Schools

R. Joe Campbell campbel at indiana.edu
Fri Jun 2 03:32:05 UTC 2006


David,

    When I saw your message over ten days ago, I was delighted at the 
question -- I would like to know the answers.  Why?  Because I'm curious 
about the house I live in.  I know a lot of people who live on my hallway
and when their doors are open, I stop by and lean on their doorframe and
talk for a while.  But there are a lot of floors closer to the foundation
than mine... and I think the elevator is out of service.

    The answers to your question would give all of us pleasure and 
perspective, but so far I haven't seen one even threecoming.
No!  Iztlacapahtiliztli!!  Bernard shared a genealogical fact with
us and I appreciated that.  Now, surely *someone* has another one
that they could contribute without doing any harm to themselves.

    It would be so easy for each list member to contribute what
they know (even if splinter facts) about how they got into Nahuatl,
who was helpful in their formation, and what they know about other
branches on the tree.

    Myself, I never took a course in Nahuatl.  My professor,
Ken Hale, went to Tepoztlan during Easter vacation for few
days in 1962 and took a five inch tape back to the University
of Illinois.  He totally assimilated it in a few days and then
entertained a group of us acting as our Nahuatl informant,
preparing for the summer field trip in Tepoztlan.
    Ken got to Tepoztlan about three days ahead of me in the
summer and seemed to have there for a year -- his vocabulary
was incredibly large and his understanding of word formation
was... again, beyond belief.

    Six weeks in Tepoztlan and a laborious term paper on verb
formation that I wrote after my return to Champaign was all of
my experience in Nahuatl before Indiana University asked me to
teach a series of NDEA funded courses.  I went to Hueyapan,
in the summer of 1970 to invite a young woman to act as a
language expert and work in the course with me.  We worked
together for two intense semesters and then I furthered my
learning of the language by teaching it alone for two more
years... and they didn't fully realize how little I knew.

Required actions>
**a)** In the message about learning Nahuatl, condense the paragraph beginning "Myself, I never took a course in Nahuatl" into a short bulleted list that keeps its main facts.
**b)** Pick up the message about learning Nahuatl after its final sentence and carry it forward.

Material provided>
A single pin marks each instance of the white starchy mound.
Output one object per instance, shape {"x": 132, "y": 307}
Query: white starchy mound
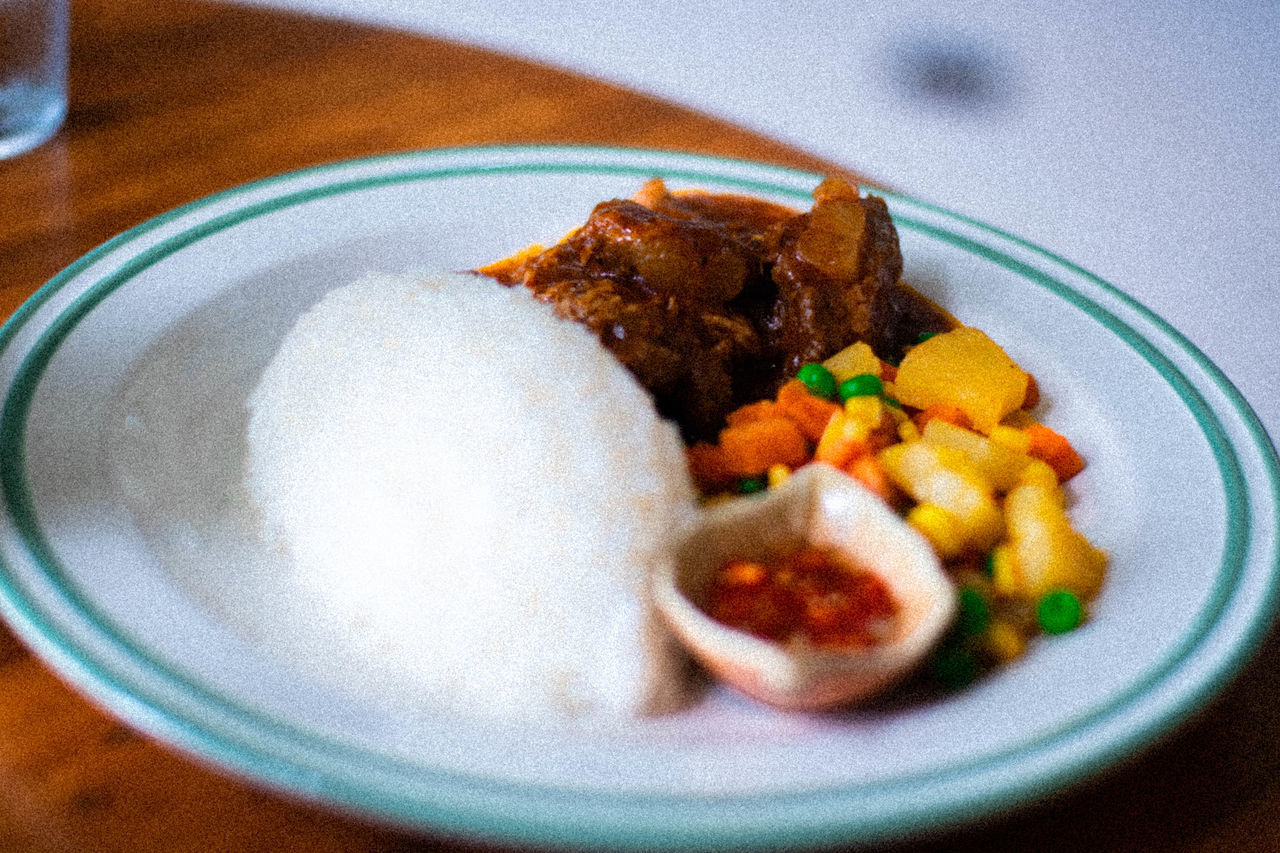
{"x": 475, "y": 489}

Per-task answers>
**a)**
- The writer never took a course in Nahuatl.
- The writer's professor, Ken Hale, spent a few days in Tepoztlan over Easter vacation in 1962.
- He brought a five-inch tape back to the University of Illinois and absorbed it within a few days.
- He then served as a Nahuatl informant for a group, including the writer, who were preparing for a summer field trip to Tepoztlan.

**b)**
    In 1974 I started working on translating Molina,
Nahuatl-Spanish, into English -- and succeeded in
learning a little more.  And from 1974 to 1985, I worked
on doing the morphological analysis for the same dictionary,
then moving on to doing the same thing for the Florentine
Codex.  ...and on ...and on ...and on.

    For the last twenty+ years, I've done fieldwork on various
Nahuatl dialects.

    And I'm still learning.  OK, I never had a classroom professor
in Nahuatl (never took an exam), but I wouldn't be doing Nahuatl
now if it hadn't been for Ken Hale.

Iztayohmeh,

Joe

p.s.  For quite a while, I have been intending to ask the listeros
if they would contribute to a list of places and resources for learning
Nahuatl.

    Who is currently teaching it?  Where?  What variety of Nahuatl?



On Sun, 21 May 2006, David Wright wrote:

> Estimados listeros:
>
> I've long wondered about how accumulated knowledge of Nahuatl grammar was
> transmited over the years, particularly during the 20th century.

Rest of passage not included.